▶ _EXERCISE TASK_
Scale the listing from the line containing "stream water. Report pixel corners as JSON arrays." through the end of the listing, reproducing only those lines with the requests included. Multiply every bounding-box coordinate in the answers by 0.5 and round to whole numbers, halves up, leaving the numbers in the requests and their format samples unchanged.

━━ WORKING DATA

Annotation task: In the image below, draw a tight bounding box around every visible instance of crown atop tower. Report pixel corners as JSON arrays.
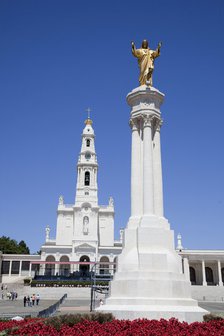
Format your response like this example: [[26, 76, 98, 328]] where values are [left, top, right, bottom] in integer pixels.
[[85, 118, 93, 125]]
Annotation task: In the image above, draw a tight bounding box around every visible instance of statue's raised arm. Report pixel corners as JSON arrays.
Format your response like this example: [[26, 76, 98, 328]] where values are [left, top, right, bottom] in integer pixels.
[[131, 40, 162, 86]]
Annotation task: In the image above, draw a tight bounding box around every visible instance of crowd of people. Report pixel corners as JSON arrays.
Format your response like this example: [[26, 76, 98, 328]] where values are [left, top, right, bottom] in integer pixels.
[[23, 294, 40, 307], [0, 284, 40, 307], [1, 284, 18, 301]]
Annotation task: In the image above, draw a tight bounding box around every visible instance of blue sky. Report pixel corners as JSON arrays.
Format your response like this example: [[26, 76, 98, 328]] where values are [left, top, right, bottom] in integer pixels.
[[0, 0, 224, 252]]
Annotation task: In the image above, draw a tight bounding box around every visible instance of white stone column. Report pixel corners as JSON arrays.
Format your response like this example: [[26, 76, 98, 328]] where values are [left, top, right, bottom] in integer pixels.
[[153, 120, 163, 217], [130, 119, 142, 217], [19, 260, 22, 276], [9, 260, 12, 276], [202, 260, 207, 286], [143, 116, 154, 215], [218, 260, 223, 286]]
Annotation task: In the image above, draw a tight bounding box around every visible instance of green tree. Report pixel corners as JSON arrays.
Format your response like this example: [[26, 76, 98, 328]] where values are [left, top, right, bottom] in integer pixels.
[[0, 236, 30, 254]]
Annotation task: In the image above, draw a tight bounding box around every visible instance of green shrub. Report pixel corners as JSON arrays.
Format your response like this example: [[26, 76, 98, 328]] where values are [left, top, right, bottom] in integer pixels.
[[203, 314, 223, 322]]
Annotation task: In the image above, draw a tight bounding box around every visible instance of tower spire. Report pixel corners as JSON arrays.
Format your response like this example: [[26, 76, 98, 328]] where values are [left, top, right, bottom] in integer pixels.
[[85, 107, 93, 125]]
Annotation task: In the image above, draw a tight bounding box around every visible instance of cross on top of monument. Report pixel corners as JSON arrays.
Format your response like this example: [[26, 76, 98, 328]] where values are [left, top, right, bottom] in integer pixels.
[[85, 107, 93, 125], [86, 107, 92, 119]]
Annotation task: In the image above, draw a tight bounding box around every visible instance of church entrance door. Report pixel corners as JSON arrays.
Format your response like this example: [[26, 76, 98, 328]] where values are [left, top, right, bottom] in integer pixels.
[[79, 255, 90, 277]]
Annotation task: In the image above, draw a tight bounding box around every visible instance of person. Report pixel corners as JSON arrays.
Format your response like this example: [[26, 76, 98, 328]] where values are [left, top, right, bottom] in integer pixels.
[[23, 296, 26, 307], [32, 294, 36, 306], [36, 294, 40, 306], [131, 40, 162, 86], [26, 295, 32, 307]]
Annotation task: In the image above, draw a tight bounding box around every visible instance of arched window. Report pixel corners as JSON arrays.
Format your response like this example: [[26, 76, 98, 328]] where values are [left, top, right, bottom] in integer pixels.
[[85, 172, 90, 185], [83, 216, 89, 235], [114, 257, 117, 273], [79, 255, 90, 277], [100, 257, 109, 274], [59, 256, 70, 276], [205, 267, 214, 285], [190, 267, 196, 285], [45, 255, 55, 276]]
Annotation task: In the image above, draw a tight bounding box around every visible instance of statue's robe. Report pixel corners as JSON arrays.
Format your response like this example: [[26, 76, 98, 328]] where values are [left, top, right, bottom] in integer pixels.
[[132, 48, 159, 85]]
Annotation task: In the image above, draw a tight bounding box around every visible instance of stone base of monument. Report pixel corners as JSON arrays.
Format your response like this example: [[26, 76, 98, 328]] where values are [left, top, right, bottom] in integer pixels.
[[97, 304, 208, 323], [97, 216, 207, 323]]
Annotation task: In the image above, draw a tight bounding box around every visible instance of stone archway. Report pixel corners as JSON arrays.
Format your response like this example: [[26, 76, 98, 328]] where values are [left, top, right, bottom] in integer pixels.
[[205, 267, 214, 286], [100, 257, 110, 274], [59, 256, 70, 276], [45, 255, 55, 276], [113, 257, 117, 273], [190, 266, 196, 285], [79, 255, 90, 276]]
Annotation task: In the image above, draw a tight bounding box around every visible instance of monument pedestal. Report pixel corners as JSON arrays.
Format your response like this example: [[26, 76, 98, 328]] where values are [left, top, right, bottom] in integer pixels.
[[97, 85, 207, 322]]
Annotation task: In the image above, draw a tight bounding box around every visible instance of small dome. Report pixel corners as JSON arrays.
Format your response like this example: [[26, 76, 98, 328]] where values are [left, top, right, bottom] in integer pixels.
[[83, 118, 94, 135]]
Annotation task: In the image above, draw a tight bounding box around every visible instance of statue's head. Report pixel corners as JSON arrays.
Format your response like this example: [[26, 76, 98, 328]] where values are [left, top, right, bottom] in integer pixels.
[[142, 40, 149, 49]]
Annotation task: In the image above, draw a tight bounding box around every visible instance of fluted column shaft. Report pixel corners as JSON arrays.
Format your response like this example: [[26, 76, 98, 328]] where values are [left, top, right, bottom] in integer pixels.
[[153, 124, 163, 217], [143, 116, 154, 215], [130, 120, 141, 217], [218, 260, 223, 286]]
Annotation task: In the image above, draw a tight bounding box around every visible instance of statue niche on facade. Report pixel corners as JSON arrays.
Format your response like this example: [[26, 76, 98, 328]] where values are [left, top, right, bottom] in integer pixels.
[[131, 40, 162, 86]]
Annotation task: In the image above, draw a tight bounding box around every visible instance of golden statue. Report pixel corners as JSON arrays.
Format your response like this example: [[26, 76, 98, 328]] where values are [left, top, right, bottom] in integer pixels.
[[131, 40, 162, 86]]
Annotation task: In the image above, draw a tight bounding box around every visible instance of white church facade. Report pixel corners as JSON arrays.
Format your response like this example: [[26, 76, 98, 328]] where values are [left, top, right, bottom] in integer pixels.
[[40, 118, 122, 275]]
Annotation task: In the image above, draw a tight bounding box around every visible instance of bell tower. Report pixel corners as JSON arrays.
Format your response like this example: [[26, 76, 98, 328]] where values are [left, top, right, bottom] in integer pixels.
[[75, 116, 98, 207]]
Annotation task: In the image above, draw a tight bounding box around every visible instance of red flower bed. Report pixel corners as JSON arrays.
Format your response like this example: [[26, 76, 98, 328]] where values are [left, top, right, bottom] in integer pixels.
[[0, 319, 224, 336]]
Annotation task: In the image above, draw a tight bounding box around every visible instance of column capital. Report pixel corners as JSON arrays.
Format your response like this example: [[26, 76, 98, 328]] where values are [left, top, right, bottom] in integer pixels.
[[142, 114, 153, 127], [129, 118, 139, 131]]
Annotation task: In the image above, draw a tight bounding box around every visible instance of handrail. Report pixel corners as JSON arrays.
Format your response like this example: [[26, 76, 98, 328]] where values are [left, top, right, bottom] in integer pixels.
[[37, 293, 67, 317]]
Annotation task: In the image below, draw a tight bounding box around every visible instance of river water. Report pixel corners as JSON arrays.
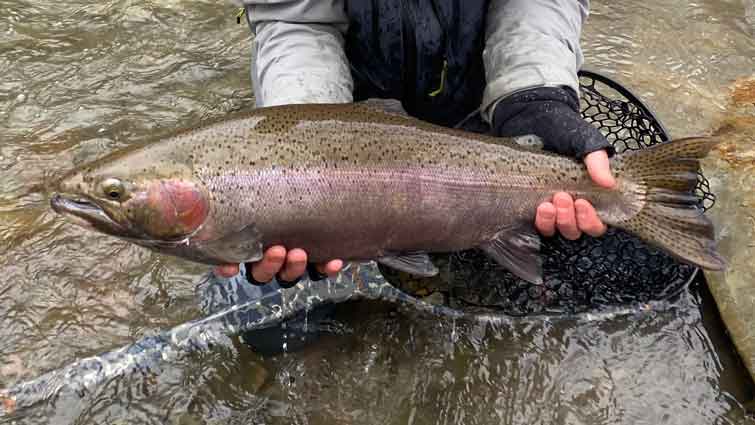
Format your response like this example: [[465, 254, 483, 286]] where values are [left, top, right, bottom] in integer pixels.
[[0, 0, 755, 424]]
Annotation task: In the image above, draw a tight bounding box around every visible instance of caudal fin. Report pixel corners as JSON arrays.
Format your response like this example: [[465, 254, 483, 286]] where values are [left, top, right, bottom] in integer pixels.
[[617, 137, 726, 270]]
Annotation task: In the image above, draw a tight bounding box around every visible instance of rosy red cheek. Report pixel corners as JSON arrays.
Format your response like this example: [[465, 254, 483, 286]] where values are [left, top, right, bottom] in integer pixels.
[[147, 180, 209, 236]]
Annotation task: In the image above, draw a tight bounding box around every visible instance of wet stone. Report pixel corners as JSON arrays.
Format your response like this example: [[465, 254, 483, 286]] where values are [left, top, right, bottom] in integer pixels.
[[704, 76, 755, 376]]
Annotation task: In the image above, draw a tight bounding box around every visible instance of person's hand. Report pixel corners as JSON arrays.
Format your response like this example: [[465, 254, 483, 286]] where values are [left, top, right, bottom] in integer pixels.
[[535, 150, 616, 240], [214, 245, 343, 283], [492, 87, 616, 240]]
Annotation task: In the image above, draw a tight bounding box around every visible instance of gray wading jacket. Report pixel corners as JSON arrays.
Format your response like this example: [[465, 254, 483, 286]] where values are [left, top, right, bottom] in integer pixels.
[[243, 0, 589, 125]]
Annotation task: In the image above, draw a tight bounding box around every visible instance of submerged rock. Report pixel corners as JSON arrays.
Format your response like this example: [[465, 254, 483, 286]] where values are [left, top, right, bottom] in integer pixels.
[[703, 76, 755, 379]]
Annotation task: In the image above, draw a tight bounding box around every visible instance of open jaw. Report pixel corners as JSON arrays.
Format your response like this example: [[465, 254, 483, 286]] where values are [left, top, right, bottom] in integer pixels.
[[50, 193, 128, 236]]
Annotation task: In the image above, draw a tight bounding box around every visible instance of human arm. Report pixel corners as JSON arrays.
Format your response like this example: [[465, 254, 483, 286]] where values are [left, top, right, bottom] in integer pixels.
[[481, 0, 616, 239]]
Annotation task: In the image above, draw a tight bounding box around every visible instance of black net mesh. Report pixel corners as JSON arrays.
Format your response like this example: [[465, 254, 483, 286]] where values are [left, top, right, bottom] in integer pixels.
[[381, 72, 714, 315]]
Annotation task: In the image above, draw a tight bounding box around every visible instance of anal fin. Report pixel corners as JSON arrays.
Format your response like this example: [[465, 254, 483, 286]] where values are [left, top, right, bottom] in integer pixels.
[[377, 252, 438, 277], [480, 224, 543, 285]]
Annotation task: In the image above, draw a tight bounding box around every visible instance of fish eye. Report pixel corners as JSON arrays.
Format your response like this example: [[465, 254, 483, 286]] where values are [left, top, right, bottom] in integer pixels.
[[102, 179, 126, 201]]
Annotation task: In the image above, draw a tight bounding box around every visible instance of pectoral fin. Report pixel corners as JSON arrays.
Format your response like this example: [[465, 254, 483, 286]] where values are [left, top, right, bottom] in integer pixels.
[[480, 225, 543, 285], [193, 225, 263, 264], [377, 252, 438, 277]]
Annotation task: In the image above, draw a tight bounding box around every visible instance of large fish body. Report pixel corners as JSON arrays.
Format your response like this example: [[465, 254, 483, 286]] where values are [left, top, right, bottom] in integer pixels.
[[52, 104, 724, 282]]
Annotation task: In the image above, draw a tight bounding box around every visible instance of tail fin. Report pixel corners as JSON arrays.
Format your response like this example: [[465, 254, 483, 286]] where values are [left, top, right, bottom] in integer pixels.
[[616, 137, 726, 270]]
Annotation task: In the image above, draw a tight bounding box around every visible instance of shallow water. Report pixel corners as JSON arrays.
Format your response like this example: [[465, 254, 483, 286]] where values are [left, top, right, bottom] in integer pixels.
[[0, 0, 755, 424]]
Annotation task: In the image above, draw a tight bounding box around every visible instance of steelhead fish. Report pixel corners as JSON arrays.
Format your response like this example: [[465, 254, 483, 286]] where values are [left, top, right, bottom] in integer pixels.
[[51, 102, 725, 283]]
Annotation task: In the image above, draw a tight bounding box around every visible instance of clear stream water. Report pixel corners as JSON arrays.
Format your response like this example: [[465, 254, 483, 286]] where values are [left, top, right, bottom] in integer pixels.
[[0, 0, 755, 425]]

━━━━

▶ _THE RESULT_
Annotation task: In the image above, draw a tight bounding box around every visible instance of clear stream water. Report pixel corners as JSON arrays.
Format your response like this example: [[465, 254, 483, 286]] where values are [left, top, right, bottom] in integer pixels.
[[0, 0, 378, 213]]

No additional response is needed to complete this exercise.